CONSIGNE: Redonnez mot pour mot le passage du texte ci-dessous sur ce parcours dans le fromage, de « Ce qu’il nomme » jusqu'à « économiques fait merveille. ».

TEXTE DE L'EXERCICE:
Ce qu’il nomme “les hasards de carrière” l’a conduit à se consacrer entièrement à l’agriculture franc-comtoise, où sa connaissance des personnes, des réseaux et des réalités économiques fait merveille.

Après une formation de fromager à l’ENIL de Poligny, suivie d’une formation en économie laitière à l’IESIEL à Paris, il fait très vite le choix de “s’intéresser aux produits de terroir”, sans doute par atavisme. Ses grands-parents, son père et son beau-père travaillent dans le fromage, plus particulièrement le négoce. La branche maternelle plonge ses racines dans le Sud de l’Aveyron, là où le Roquefort est roi. C’est là qu’il exercera pendant quelques mois en tant que “chargé de recherche” pour l’AOP Roquefort, avant de revenir aux bases du métier : la production et l’affinage. « Pendant un temps, j’ai gagné ma vie comme ramasseur de lait et caviste à la tâche, dans le Beaufort. Puis j’ai travaillé pour une coopérative de 6 millions de litres de lait en AOC Laguiole, dont les 20 salariés, associés avec les producteurs, cherchaient à relancer l’aligot en développant des produits surgelés. »

Ce qui l’enthousiasme, c’est l’innovation, dans tous les domaines : améliorer la qualité des produits mais aussi les conditions de travail des salariés, introduire des stratégies modernes de gestion et de vente… En 1987, il a l’opportunité d’intégrer l’Institut Technique de l’Élevage Bovin (ITEB devenu depuis l’Institut de l’élevage) et commence un parcours enrichissant au contact des filières AOP de Franche-Comté et du développement agricole.

Entrées de la collection:
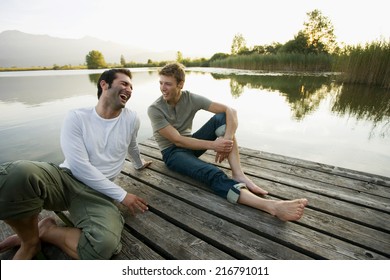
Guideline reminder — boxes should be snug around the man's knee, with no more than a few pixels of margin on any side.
[78,227,122,260]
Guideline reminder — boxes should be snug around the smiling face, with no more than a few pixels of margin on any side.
[101,73,133,110]
[160,75,184,106]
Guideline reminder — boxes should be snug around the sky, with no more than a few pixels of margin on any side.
[0,0,390,57]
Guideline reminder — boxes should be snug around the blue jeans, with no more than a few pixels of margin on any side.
[161,113,238,198]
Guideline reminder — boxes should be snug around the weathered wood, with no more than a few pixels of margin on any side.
[0,139,390,260]
[117,171,308,259]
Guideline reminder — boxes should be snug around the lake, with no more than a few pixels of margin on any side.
[0,68,390,176]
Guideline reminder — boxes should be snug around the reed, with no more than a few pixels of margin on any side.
[210,53,332,72]
[334,40,390,89]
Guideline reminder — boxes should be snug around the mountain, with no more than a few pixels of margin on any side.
[0,30,176,67]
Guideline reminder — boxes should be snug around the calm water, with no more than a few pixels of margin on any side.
[0,68,390,176]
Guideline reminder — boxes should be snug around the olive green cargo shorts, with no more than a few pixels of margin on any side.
[0,160,123,259]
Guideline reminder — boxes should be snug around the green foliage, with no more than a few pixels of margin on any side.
[334,40,390,89]
[120,54,126,67]
[231,33,246,55]
[85,50,107,69]
[210,53,332,72]
[302,9,337,53]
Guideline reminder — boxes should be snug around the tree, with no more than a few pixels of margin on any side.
[279,31,310,53]
[302,9,337,53]
[85,50,107,69]
[231,33,247,55]
[176,51,184,63]
[120,54,126,67]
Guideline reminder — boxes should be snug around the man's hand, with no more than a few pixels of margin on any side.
[137,159,152,170]
[121,193,148,216]
[215,153,229,163]
[214,137,233,154]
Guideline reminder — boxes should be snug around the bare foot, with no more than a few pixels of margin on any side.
[0,217,56,253]
[233,174,268,195]
[270,198,308,221]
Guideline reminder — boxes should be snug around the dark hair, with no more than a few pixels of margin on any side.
[158,62,186,83]
[97,68,132,99]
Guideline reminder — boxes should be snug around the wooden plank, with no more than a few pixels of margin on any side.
[122,205,232,260]
[121,159,385,259]
[117,171,308,259]
[111,228,164,260]
[136,151,390,234]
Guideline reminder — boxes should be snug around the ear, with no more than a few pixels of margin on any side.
[100,80,108,90]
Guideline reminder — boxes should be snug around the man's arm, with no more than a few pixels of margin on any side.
[208,102,238,140]
[158,102,237,153]
[208,102,238,163]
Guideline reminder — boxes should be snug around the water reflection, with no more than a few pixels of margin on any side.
[0,68,390,176]
[332,85,390,137]
[212,74,390,137]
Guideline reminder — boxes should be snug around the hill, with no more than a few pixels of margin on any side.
[0,30,176,67]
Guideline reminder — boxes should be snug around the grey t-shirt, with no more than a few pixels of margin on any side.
[148,90,212,151]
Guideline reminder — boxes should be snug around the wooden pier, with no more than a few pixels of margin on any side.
[0,140,390,260]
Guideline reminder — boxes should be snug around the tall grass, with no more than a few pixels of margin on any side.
[210,53,332,72]
[334,40,390,89]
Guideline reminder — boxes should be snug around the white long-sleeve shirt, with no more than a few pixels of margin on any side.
[60,107,143,202]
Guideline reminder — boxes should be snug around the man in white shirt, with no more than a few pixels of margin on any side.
[0,69,151,259]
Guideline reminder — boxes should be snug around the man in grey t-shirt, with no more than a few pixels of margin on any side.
[148,63,308,221]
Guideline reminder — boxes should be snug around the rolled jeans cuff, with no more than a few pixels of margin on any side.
[226,183,247,204]
[215,124,226,137]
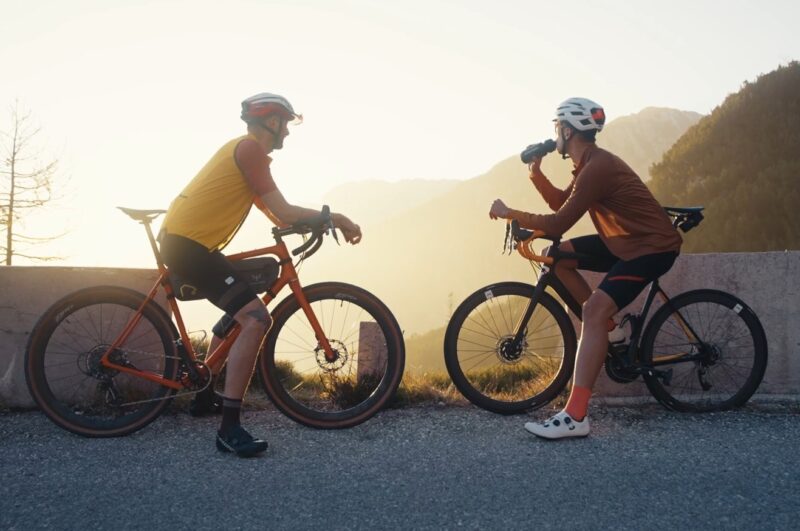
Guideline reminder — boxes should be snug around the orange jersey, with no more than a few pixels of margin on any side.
[509,146,683,260]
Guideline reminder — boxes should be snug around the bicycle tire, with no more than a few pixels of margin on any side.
[25,286,178,437]
[444,282,577,414]
[640,290,767,412]
[258,282,405,429]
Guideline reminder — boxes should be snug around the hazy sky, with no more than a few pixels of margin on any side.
[0,0,800,266]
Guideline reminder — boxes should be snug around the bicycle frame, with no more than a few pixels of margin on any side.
[95,214,336,390]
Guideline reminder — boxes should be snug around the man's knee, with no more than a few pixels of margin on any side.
[583,289,618,324]
[234,300,272,331]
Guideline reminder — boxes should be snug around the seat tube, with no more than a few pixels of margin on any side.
[289,280,336,362]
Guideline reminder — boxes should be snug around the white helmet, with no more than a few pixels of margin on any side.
[555,98,606,131]
[242,92,300,123]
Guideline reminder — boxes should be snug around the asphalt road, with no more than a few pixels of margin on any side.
[0,404,800,530]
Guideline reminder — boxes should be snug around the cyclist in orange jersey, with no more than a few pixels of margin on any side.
[489,98,682,439]
[159,92,361,457]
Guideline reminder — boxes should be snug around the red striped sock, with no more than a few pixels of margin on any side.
[564,385,592,421]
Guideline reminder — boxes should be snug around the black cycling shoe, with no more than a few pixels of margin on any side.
[189,385,222,417]
[217,426,269,457]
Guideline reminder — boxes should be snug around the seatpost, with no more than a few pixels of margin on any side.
[141,219,164,270]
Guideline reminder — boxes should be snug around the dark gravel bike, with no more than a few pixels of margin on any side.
[444,207,767,414]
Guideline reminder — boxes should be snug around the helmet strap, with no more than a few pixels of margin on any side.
[255,118,284,149]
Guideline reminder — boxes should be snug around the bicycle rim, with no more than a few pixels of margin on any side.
[259,283,405,428]
[25,288,177,437]
[445,283,576,413]
[642,290,767,412]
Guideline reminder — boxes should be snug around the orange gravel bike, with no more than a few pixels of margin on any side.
[444,207,767,414]
[25,206,405,437]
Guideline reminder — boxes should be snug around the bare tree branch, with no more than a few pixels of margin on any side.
[0,102,64,265]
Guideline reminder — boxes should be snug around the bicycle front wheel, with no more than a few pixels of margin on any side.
[258,282,405,429]
[25,287,178,437]
[640,290,767,412]
[444,282,577,414]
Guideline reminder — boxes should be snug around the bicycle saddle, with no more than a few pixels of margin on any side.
[117,207,166,221]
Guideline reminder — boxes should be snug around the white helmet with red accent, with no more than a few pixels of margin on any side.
[555,98,606,131]
[241,92,301,123]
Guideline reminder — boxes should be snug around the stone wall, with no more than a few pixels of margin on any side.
[0,251,800,407]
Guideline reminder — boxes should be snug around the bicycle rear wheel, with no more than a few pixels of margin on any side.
[25,287,178,437]
[640,290,767,412]
[444,282,577,414]
[258,282,405,429]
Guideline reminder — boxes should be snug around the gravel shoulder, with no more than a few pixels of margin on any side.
[0,402,800,530]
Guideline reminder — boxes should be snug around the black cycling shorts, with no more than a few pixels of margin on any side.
[569,234,678,310]
[159,233,258,315]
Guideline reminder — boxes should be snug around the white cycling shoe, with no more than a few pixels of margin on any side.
[525,411,589,439]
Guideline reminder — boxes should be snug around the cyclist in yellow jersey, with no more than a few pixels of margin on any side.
[159,92,361,457]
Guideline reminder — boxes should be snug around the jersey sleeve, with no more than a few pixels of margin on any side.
[508,162,606,236]
[234,138,278,197]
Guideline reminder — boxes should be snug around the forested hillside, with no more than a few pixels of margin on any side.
[648,61,800,252]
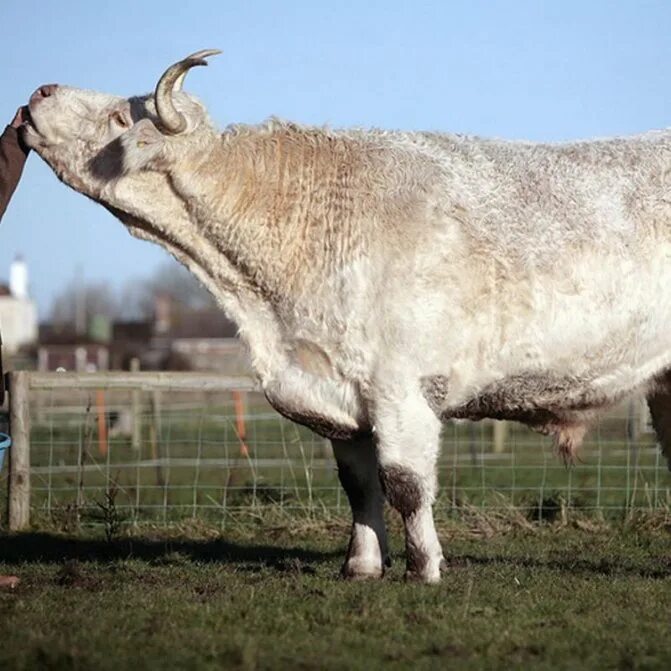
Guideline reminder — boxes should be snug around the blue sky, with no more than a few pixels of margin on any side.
[0,0,671,318]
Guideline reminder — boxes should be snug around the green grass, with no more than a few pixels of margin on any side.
[0,518,671,671]
[21,399,671,524]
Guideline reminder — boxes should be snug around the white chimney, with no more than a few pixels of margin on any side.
[9,254,28,299]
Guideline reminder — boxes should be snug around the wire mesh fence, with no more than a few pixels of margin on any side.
[0,376,671,528]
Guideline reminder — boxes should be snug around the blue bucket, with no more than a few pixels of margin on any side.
[0,433,12,471]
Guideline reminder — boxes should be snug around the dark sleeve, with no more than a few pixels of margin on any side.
[0,126,29,219]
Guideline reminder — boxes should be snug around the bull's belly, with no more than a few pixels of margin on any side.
[263,366,370,440]
[421,372,624,426]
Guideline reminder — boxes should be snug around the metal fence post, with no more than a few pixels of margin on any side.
[7,371,30,531]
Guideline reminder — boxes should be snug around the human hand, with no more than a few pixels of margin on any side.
[9,105,28,128]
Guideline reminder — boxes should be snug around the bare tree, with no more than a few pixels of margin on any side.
[120,261,216,319]
[50,279,119,333]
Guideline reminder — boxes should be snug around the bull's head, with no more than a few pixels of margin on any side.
[24,49,220,192]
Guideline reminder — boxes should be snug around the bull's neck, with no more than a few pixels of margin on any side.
[166,125,370,299]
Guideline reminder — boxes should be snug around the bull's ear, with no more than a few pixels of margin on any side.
[109,102,133,131]
[119,119,165,173]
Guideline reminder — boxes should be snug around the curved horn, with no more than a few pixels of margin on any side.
[154,49,221,135]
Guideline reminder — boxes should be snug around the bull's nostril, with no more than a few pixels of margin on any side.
[40,84,56,98]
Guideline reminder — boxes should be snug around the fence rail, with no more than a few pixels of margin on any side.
[0,372,671,530]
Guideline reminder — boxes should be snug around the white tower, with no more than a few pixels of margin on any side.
[9,254,28,300]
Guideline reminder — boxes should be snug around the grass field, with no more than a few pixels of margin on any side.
[0,515,671,671]
[11,393,671,529]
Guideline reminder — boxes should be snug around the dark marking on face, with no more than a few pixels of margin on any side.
[89,138,124,180]
[380,466,422,519]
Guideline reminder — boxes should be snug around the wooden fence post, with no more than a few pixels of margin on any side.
[130,356,142,452]
[492,420,508,452]
[8,371,30,531]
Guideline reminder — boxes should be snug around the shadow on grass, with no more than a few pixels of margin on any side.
[0,533,344,571]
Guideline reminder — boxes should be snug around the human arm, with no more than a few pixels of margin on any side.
[0,107,30,219]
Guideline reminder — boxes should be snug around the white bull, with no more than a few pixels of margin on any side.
[25,50,671,582]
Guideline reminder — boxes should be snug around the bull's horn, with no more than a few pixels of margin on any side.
[154,49,221,135]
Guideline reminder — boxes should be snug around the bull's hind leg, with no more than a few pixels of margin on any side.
[375,393,444,583]
[331,438,389,578]
[647,380,671,470]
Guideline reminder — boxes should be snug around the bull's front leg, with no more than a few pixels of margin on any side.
[374,388,444,583]
[331,437,390,579]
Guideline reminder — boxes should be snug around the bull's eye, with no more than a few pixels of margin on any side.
[111,110,128,128]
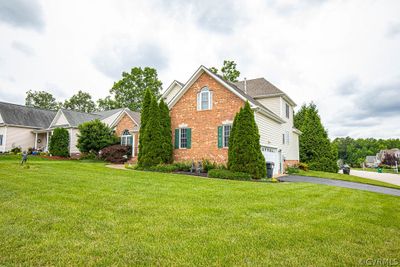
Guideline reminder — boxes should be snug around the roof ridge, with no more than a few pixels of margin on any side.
[0,101,57,112]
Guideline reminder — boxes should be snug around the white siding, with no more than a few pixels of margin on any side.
[255,104,299,160]
[164,83,182,103]
[0,126,7,152]
[257,97,283,116]
[255,113,281,148]
[102,110,123,126]
[68,128,80,153]
[5,126,35,151]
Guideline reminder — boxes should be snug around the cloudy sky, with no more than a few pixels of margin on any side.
[0,0,400,138]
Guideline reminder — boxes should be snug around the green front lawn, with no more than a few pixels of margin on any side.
[0,156,400,266]
[350,168,399,174]
[293,170,400,189]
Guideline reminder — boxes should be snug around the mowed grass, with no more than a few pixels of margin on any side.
[0,157,400,266]
[293,170,400,189]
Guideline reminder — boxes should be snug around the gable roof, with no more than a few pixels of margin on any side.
[0,102,57,128]
[61,109,102,127]
[167,65,285,123]
[235,78,296,106]
[93,108,124,119]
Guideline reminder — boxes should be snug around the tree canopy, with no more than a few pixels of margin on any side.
[333,136,400,167]
[77,119,117,154]
[228,102,267,179]
[210,60,240,82]
[294,103,338,172]
[98,67,162,111]
[49,128,69,157]
[63,91,96,113]
[25,90,61,110]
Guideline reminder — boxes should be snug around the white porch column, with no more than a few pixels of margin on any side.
[35,133,37,149]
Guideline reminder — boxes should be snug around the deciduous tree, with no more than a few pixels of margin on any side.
[25,90,61,110]
[49,128,69,157]
[77,119,117,154]
[64,91,96,113]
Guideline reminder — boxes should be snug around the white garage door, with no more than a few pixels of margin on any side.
[261,146,280,175]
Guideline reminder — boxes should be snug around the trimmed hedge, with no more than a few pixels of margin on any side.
[99,145,132,164]
[208,169,251,180]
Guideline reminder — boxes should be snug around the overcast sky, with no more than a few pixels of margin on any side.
[0,0,400,138]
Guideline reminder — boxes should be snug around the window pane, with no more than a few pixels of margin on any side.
[201,92,210,110]
[224,125,232,147]
[180,128,187,148]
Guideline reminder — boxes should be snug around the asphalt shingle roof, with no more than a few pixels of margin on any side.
[62,109,102,127]
[0,102,57,128]
[235,78,285,97]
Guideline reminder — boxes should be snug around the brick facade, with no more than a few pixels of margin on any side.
[115,114,139,156]
[170,73,244,163]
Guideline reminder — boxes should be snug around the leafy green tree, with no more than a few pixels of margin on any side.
[25,90,61,110]
[221,60,240,82]
[138,97,163,167]
[99,67,162,111]
[209,67,218,74]
[49,128,69,157]
[97,96,121,110]
[210,60,240,82]
[333,136,400,167]
[64,91,96,113]
[159,99,173,163]
[77,119,117,154]
[138,89,154,163]
[295,103,338,172]
[228,102,267,179]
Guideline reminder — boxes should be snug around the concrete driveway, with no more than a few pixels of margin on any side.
[350,170,400,185]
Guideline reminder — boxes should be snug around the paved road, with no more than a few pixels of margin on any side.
[279,175,400,196]
[350,170,400,185]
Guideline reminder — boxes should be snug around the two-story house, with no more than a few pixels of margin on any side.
[163,66,301,174]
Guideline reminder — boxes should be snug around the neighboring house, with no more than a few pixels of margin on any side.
[365,156,381,168]
[0,102,140,156]
[163,66,301,174]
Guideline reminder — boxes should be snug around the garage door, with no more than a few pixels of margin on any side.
[261,146,280,174]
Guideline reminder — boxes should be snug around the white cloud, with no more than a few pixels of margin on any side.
[0,0,400,140]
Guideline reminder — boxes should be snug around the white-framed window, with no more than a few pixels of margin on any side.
[121,129,133,146]
[197,87,212,110]
[285,103,290,119]
[282,131,290,145]
[222,124,232,147]
[179,128,187,148]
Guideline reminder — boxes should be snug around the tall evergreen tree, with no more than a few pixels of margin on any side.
[138,89,153,164]
[295,103,338,172]
[139,97,162,167]
[228,102,267,179]
[159,99,172,163]
[49,128,69,157]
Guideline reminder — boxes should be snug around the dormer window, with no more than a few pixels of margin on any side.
[197,87,212,110]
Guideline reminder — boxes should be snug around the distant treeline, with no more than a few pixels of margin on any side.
[333,137,400,167]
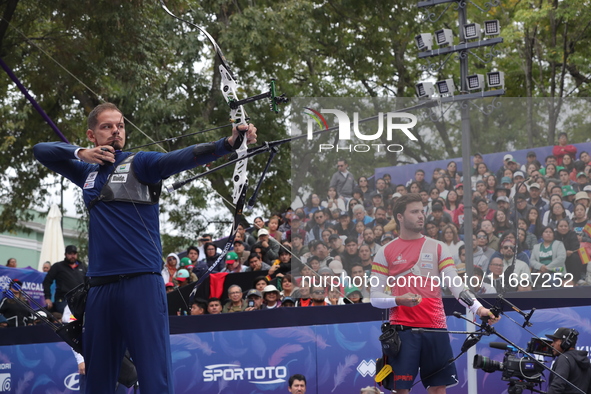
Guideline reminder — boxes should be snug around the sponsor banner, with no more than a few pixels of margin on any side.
[0,306,591,394]
[0,266,47,309]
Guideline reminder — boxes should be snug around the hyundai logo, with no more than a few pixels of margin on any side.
[64,372,80,391]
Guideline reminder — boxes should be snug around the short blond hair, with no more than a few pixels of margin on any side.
[87,103,123,130]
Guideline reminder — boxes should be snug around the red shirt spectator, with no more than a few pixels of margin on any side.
[552,131,577,166]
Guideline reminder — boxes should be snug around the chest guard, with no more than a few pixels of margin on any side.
[88,153,162,211]
[389,238,441,298]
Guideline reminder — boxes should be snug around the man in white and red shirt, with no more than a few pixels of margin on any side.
[370,194,497,394]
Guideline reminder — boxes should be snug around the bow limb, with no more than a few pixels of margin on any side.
[160,0,249,206]
[0,58,70,144]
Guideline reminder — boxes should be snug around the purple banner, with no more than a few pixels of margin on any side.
[0,306,591,394]
[0,266,47,310]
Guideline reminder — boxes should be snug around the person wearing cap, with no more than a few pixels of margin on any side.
[161,253,180,283]
[496,196,511,211]
[329,159,355,199]
[267,245,291,281]
[308,241,333,267]
[367,206,390,228]
[0,315,8,328]
[414,168,430,194]
[186,245,200,266]
[262,285,281,309]
[43,245,87,314]
[343,286,363,304]
[291,233,310,258]
[362,227,382,256]
[470,152,484,175]
[0,279,34,327]
[561,185,577,206]
[174,268,191,287]
[574,191,591,211]
[471,163,488,184]
[320,186,346,211]
[222,284,248,313]
[233,239,250,264]
[280,297,296,308]
[558,168,579,191]
[552,131,577,166]
[173,257,197,285]
[427,203,452,228]
[207,297,222,315]
[220,252,247,273]
[164,282,176,294]
[310,286,328,306]
[513,171,525,189]
[245,252,271,272]
[339,237,361,272]
[495,154,520,179]
[328,234,345,258]
[546,327,591,394]
[527,182,549,211]
[189,298,207,316]
[244,289,266,312]
[521,150,542,173]
[509,193,533,223]
[284,213,306,239]
[193,242,224,278]
[577,171,589,191]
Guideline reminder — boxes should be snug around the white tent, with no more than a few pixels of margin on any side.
[37,204,66,271]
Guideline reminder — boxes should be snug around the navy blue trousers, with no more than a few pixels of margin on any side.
[82,274,174,394]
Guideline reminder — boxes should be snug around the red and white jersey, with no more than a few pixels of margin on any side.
[372,236,454,328]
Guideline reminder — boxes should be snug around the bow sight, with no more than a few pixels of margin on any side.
[228,79,289,113]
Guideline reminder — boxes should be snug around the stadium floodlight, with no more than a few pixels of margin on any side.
[464,23,482,40]
[484,19,501,36]
[486,71,505,89]
[466,74,484,90]
[415,82,435,98]
[435,29,454,47]
[435,79,456,96]
[415,33,433,51]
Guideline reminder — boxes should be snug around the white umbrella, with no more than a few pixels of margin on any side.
[37,204,66,271]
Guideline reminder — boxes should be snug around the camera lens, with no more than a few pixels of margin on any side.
[472,354,503,373]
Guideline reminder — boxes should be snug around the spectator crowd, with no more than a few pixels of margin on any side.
[0,133,591,326]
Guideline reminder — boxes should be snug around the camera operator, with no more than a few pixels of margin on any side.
[546,327,591,394]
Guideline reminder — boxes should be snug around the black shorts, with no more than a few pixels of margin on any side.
[388,330,458,390]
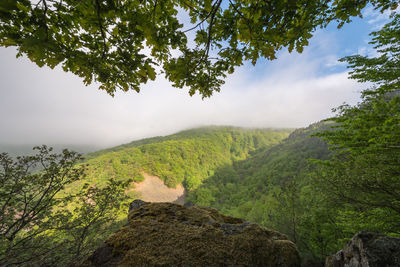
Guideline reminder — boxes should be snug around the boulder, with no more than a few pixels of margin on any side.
[81,200,300,267]
[325,232,400,267]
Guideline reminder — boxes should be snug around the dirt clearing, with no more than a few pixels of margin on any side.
[134,173,186,204]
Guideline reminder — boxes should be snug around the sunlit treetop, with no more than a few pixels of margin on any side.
[0,0,398,97]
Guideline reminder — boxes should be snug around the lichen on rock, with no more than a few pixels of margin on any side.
[82,201,300,267]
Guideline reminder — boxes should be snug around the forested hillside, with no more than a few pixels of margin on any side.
[79,127,290,190]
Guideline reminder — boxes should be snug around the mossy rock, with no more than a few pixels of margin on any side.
[81,201,300,267]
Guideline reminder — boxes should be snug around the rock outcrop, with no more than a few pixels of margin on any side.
[325,232,400,267]
[82,200,300,267]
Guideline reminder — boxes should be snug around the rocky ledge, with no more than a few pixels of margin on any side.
[82,200,300,267]
[325,232,400,267]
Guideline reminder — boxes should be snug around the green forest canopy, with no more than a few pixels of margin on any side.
[0,0,398,97]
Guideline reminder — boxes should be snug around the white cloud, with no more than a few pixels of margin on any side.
[0,28,360,149]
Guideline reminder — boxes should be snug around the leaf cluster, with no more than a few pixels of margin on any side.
[0,0,398,97]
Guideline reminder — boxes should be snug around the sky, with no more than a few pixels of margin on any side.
[0,5,396,148]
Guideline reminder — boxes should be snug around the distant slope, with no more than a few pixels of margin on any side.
[135,174,185,205]
[187,123,329,260]
[82,126,291,190]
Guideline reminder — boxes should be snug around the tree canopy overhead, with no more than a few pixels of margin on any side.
[0,0,398,97]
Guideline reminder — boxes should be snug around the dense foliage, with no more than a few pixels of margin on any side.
[187,123,341,264]
[0,146,129,266]
[80,127,289,190]
[188,15,400,261]
[0,0,398,97]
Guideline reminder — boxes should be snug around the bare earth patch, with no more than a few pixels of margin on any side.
[134,173,186,205]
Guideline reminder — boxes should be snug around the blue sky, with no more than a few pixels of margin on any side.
[0,5,396,147]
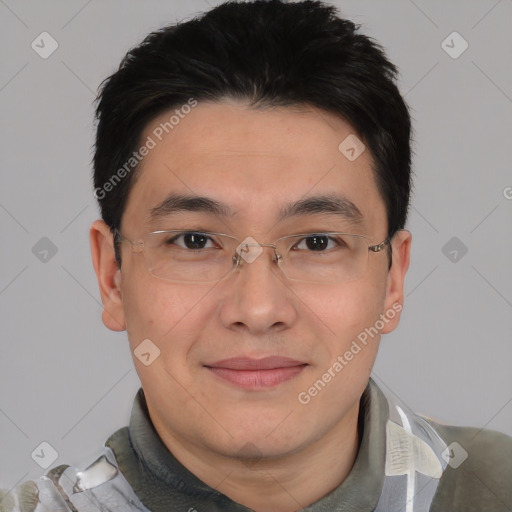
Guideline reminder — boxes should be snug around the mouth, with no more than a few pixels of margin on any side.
[204,356,308,389]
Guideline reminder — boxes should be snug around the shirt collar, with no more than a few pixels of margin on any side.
[106,379,388,512]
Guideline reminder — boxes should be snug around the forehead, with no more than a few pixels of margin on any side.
[123,102,385,234]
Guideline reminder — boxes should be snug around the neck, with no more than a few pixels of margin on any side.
[155,402,359,512]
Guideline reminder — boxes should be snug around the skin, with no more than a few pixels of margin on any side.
[90,100,411,512]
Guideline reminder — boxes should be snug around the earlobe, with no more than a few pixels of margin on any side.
[89,220,126,331]
[381,229,412,334]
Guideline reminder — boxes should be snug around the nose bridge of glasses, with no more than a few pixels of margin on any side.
[234,236,280,265]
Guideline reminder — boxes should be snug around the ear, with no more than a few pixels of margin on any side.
[89,220,126,331]
[381,229,412,334]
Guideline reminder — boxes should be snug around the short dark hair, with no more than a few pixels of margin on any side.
[94,0,411,262]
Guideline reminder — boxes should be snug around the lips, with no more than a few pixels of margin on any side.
[204,356,307,389]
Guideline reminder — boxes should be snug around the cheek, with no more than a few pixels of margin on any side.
[301,280,385,350]
[123,274,215,358]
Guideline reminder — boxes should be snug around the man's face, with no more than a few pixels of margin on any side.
[95,102,406,457]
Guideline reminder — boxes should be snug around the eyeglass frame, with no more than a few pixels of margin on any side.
[112,228,392,283]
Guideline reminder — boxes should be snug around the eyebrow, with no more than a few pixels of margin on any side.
[150,193,363,224]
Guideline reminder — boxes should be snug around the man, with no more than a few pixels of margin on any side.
[0,0,512,512]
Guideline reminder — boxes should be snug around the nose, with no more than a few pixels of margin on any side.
[220,243,297,335]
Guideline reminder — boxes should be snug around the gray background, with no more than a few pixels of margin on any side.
[0,0,512,488]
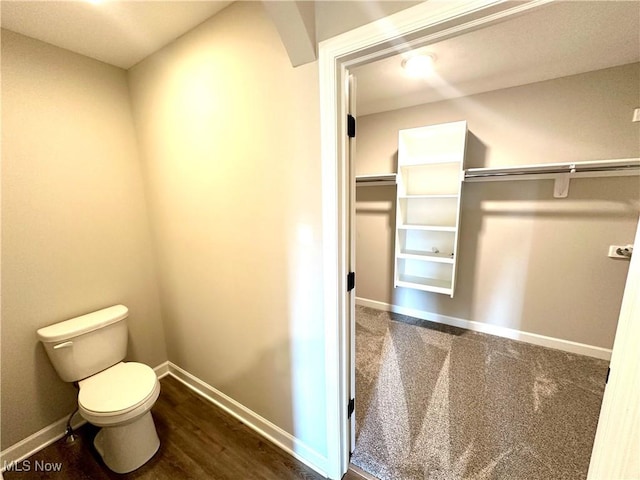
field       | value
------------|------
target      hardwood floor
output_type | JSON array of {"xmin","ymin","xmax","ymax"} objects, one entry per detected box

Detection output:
[{"xmin": 4, "ymin": 376, "xmax": 340, "ymax": 480}]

RÉPONSE:
Ce qu’il nomme “les hasards de carrière” l’a conduit à se consacrer entièrement à l’agriculture franc-comtoise, où sa connaissance des personnes, des réseaux et des réalités économiques fait merveille.